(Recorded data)
--- Start ---
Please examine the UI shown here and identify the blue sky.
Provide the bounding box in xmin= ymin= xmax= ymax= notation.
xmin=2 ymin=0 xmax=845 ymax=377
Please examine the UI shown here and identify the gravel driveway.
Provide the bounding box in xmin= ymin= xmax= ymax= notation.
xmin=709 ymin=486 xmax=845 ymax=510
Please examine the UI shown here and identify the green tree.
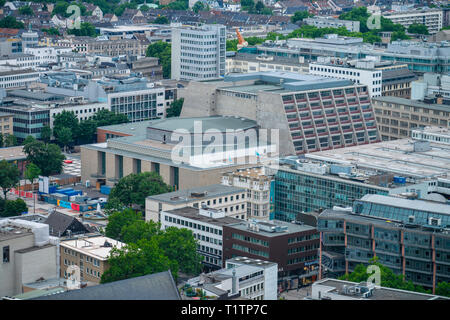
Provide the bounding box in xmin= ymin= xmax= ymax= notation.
xmin=4 ymin=134 xmax=18 ymax=147
xmin=23 ymin=141 xmax=65 ymax=176
xmin=166 ymin=98 xmax=184 ymax=118
xmin=291 ymin=11 xmax=314 ymax=23
xmin=408 ymin=23 xmax=429 ymax=35
xmin=0 ymin=198 xmax=28 ymax=217
xmin=0 ymin=16 xmax=25 ymax=29
xmin=109 ymin=172 xmax=172 ymax=208
xmin=41 ymin=126 xmax=53 ymax=143
xmin=100 ymin=238 xmax=178 ymax=283
xmin=19 ymin=6 xmax=34 ymax=16
xmin=0 ymin=160 xmax=20 ymax=200
xmin=146 ymin=41 xmax=171 ymax=79
xmin=105 ymin=208 xmax=142 ymax=240
xmin=435 ymin=281 xmax=450 ymax=297
xmin=159 ymin=227 xmax=202 ymax=274
xmin=55 ymin=127 xmax=73 ymax=152
xmin=153 ymin=16 xmax=170 ymax=24
xmin=67 ymin=22 xmax=98 ymax=37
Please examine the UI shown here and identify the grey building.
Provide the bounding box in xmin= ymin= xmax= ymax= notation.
xmin=172 ymin=25 xmax=226 ymax=80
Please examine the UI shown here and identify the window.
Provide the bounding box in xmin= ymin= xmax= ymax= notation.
xmin=3 ymin=246 xmax=9 ymax=263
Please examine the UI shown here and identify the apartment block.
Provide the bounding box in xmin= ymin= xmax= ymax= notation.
xmin=181 ymin=72 xmax=380 ymax=155
xmin=383 ymin=9 xmax=444 ymax=34
xmin=0 ymin=219 xmax=58 ymax=297
xmin=222 ymin=167 xmax=274 ymax=220
xmin=160 ymin=206 xmax=240 ymax=270
xmin=171 ymin=24 xmax=226 ymax=80
xmin=317 ymin=199 xmax=450 ymax=291
xmin=145 ymin=184 xmax=248 ymax=222
xmin=372 ymin=97 xmax=450 ymax=141
xmin=60 ymin=235 xmax=125 ymax=285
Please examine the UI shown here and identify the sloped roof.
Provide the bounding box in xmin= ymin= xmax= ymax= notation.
xmin=34 ymin=270 xmax=181 ymax=300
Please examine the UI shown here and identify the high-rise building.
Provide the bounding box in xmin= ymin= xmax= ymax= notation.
xmin=172 ymin=25 xmax=226 ymax=80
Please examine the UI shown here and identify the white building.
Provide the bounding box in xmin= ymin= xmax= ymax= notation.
xmin=0 ymin=219 xmax=59 ymax=297
xmin=161 ymin=207 xmax=241 ymax=270
xmin=23 ymin=47 xmax=72 ymax=65
xmin=222 ymin=167 xmax=273 ymax=220
xmin=303 ymin=17 xmax=359 ymax=32
xmin=0 ymin=66 xmax=39 ymax=89
xmin=309 ymin=57 xmax=382 ymax=97
xmin=172 ymin=25 xmax=226 ymax=80
xmin=383 ymin=9 xmax=444 ymax=34
xmin=188 ymin=257 xmax=278 ymax=300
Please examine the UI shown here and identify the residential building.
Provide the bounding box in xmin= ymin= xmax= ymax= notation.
xmin=60 ymin=235 xmax=125 ymax=285
xmin=383 ymin=8 xmax=444 ymax=34
xmin=160 ymin=206 xmax=240 ymax=270
xmin=187 ymin=257 xmax=278 ymax=300
xmin=223 ymin=220 xmax=319 ymax=289
xmin=303 ymin=16 xmax=359 ymax=32
xmin=309 ymin=57 xmax=417 ymax=98
xmin=0 ymin=112 xmax=13 ymax=136
xmin=317 ymin=200 xmax=450 ymax=292
xmin=222 ymin=167 xmax=274 ymax=220
xmin=145 ymin=184 xmax=247 ymax=222
xmin=171 ymin=24 xmax=226 ymax=80
xmin=81 ymin=116 xmax=277 ymax=190
xmin=180 ymin=72 xmax=380 ymax=155
xmin=372 ymin=97 xmax=450 ymax=141
xmin=310 ymin=278 xmax=448 ymax=301
xmin=0 ymin=219 xmax=58 ymax=297
xmin=0 ymin=67 xmax=39 ymax=89
xmin=33 ymin=271 xmax=181 ymax=301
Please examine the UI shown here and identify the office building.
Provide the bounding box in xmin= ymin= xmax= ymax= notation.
xmin=60 ymin=235 xmax=125 ymax=285
xmin=180 ymin=72 xmax=380 ymax=155
xmin=0 ymin=219 xmax=58 ymax=297
xmin=372 ymin=97 xmax=450 ymax=141
xmin=303 ymin=16 xmax=359 ymax=32
xmin=145 ymin=184 xmax=247 ymax=222
xmin=309 ymin=278 xmax=448 ymax=301
xmin=81 ymin=116 xmax=277 ymax=190
xmin=0 ymin=112 xmax=13 ymax=136
xmin=383 ymin=9 xmax=443 ymax=34
xmin=187 ymin=257 xmax=278 ymax=300
xmin=160 ymin=207 xmax=240 ymax=270
xmin=171 ymin=24 xmax=226 ymax=80
xmin=222 ymin=167 xmax=274 ymax=220
xmin=317 ymin=200 xmax=450 ymax=292
xmin=309 ymin=57 xmax=417 ymax=98
xmin=223 ymin=220 xmax=319 ymax=289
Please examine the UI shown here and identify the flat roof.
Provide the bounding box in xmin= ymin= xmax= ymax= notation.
xmin=147 ymin=184 xmax=246 ymax=204
xmin=164 ymin=207 xmax=241 ymax=227
xmin=305 ymin=139 xmax=450 ymax=178
xmin=313 ymin=278 xmax=448 ymax=300
xmin=61 ymin=236 xmax=125 ymax=260
xmin=372 ymin=96 xmax=450 ymax=112
xmin=228 ymin=220 xmax=316 ymax=238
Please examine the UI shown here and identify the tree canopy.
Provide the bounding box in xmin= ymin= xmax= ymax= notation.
xmin=109 ymin=172 xmax=172 ymax=208
xmin=146 ymin=41 xmax=173 ymax=79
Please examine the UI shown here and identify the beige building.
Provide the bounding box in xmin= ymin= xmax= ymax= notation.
xmin=145 ymin=184 xmax=247 ymax=222
xmin=60 ymin=235 xmax=125 ymax=284
xmin=0 ymin=219 xmax=58 ymax=298
xmin=0 ymin=112 xmax=13 ymax=136
xmin=222 ymin=167 xmax=273 ymax=220
xmin=372 ymin=97 xmax=450 ymax=141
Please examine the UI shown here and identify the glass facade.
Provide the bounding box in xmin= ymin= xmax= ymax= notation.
xmin=275 ymin=169 xmax=388 ymax=221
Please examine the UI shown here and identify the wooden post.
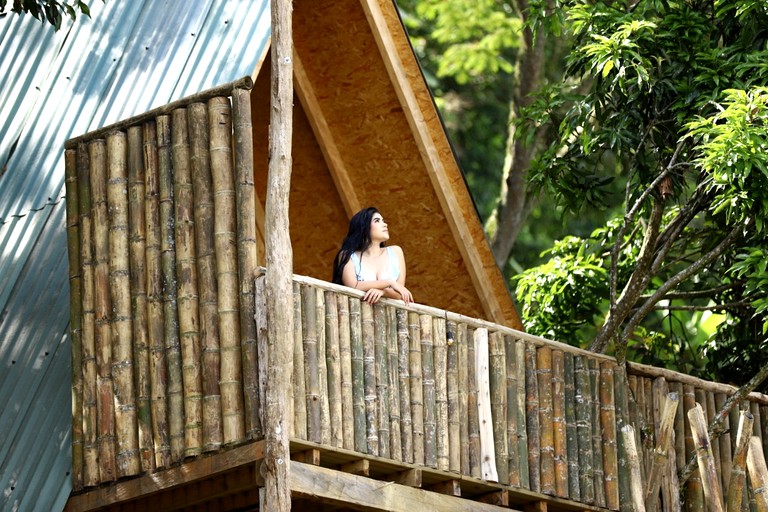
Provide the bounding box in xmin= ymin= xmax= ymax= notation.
xmin=263 ymin=0 xmax=293 ymax=506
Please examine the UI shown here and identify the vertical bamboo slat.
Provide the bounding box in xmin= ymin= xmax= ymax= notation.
xmin=232 ymin=88 xmax=260 ymax=438
xmin=563 ymin=352 xmax=581 ymax=501
xmin=467 ymin=329 xmax=481 ymax=478
xmin=573 ymin=356 xmax=595 ymax=504
xmin=142 ymin=121 xmax=171 ymax=468
xmin=301 ymin=286 xmax=322 ymax=443
xmin=395 ymin=309 xmax=413 ymax=463
xmin=77 ymin=144 xmax=100 ymax=487
xmin=445 ymin=321 xmax=465 ymax=473
xmin=474 ymin=328 xmax=499 ymax=482
xmin=107 ymin=132 xmax=140 ymax=477
xmin=155 ymin=116 xmax=185 ymax=463
xmin=88 ymin=139 xmax=117 ymax=482
xmin=336 ymin=294 xmax=355 ymax=450
xmin=419 ymin=315 xmax=437 ymax=467
xmin=600 ymin=362 xmax=620 ymax=510
xmin=349 ymin=299 xmax=368 ymax=453
xmin=525 ymin=343 xmax=541 ymax=492
xmin=488 ymin=332 xmax=509 ymax=484
xmin=208 ymin=97 xmax=244 ymax=445
xmin=325 ymin=291 xmax=344 ymax=448
xmin=128 ymin=126 xmax=155 ymax=471
xmin=456 ymin=323 xmax=471 ymax=475
xmin=552 ymin=350 xmax=568 ymax=498
xmin=64 ymin=149 xmax=84 ymax=490
xmin=432 ymin=318 xmax=450 ymax=471
xmin=360 ymin=302 xmax=379 ymax=455
xmin=408 ymin=312 xmax=424 ymax=464
xmin=373 ymin=303 xmax=390 ymax=458
xmin=187 ymin=103 xmax=222 ymax=451
xmin=171 ymin=108 xmax=203 ymax=456
xmin=504 ymin=335 xmax=521 ymax=487
xmin=292 ymin=281 xmax=309 ymax=440
xmin=536 ymin=346 xmax=555 ymax=494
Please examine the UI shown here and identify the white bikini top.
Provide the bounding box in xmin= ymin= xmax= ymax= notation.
xmin=349 ymin=247 xmax=400 ymax=281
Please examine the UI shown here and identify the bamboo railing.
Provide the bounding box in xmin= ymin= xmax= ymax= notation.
xmin=65 ymin=80 xmax=768 ymax=511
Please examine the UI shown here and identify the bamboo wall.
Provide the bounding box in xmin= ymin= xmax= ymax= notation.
xmin=65 ymin=78 xmax=261 ymax=489
xmin=65 ymin=80 xmax=768 ymax=511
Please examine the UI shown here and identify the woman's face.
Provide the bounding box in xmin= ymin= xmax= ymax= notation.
xmin=371 ymin=213 xmax=389 ymax=242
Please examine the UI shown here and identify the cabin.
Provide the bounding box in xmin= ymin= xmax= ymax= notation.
xmin=4 ymin=0 xmax=768 ymax=511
--- End ---
**Written instruction:**
Update the lines from the one containing "Please examine the UI shown here and identify the apartment" through the one containing "xmin=188 ymin=257 xmax=278 ymax=300", inclusive, replacing "sloped roof" with "pitched roof" and leaving everything else unchanged.

**Solution:**
Please examine the UI shown here and identify the apartment block.
Provide the bounding box in xmin= ymin= xmax= ymax= notation.
xmin=181 ymin=72 xmax=380 ymax=155
xmin=383 ymin=9 xmax=444 ymax=34
xmin=0 ymin=219 xmax=58 ymax=297
xmin=222 ymin=167 xmax=274 ymax=220
xmin=160 ymin=206 xmax=240 ymax=270
xmin=171 ymin=24 xmax=226 ymax=80
xmin=317 ymin=199 xmax=450 ymax=291
xmin=145 ymin=184 xmax=248 ymax=222
xmin=372 ymin=97 xmax=450 ymax=141
xmin=60 ymin=235 xmax=125 ymax=285
Please examine the UI shown here and identify the pitched roof.
Provide the bounding box in xmin= ymin= xmax= ymax= notation.
xmin=34 ymin=270 xmax=181 ymax=300
Please examine the UI shown here and identify the high-rise building.
Provide the bounding box in xmin= ymin= xmax= ymax= notation.
xmin=172 ymin=25 xmax=226 ymax=80
Please examine the UI shown here and identify the white building.
Provide the bounding box in xmin= ymin= xmax= ymax= notation.
xmin=0 ymin=219 xmax=59 ymax=297
xmin=161 ymin=207 xmax=241 ymax=270
xmin=23 ymin=47 xmax=72 ymax=65
xmin=222 ymin=167 xmax=273 ymax=220
xmin=303 ymin=17 xmax=359 ymax=32
xmin=0 ymin=66 xmax=39 ymax=89
xmin=309 ymin=57 xmax=382 ymax=97
xmin=172 ymin=25 xmax=226 ymax=80
xmin=383 ymin=9 xmax=444 ymax=34
xmin=188 ymin=257 xmax=278 ymax=300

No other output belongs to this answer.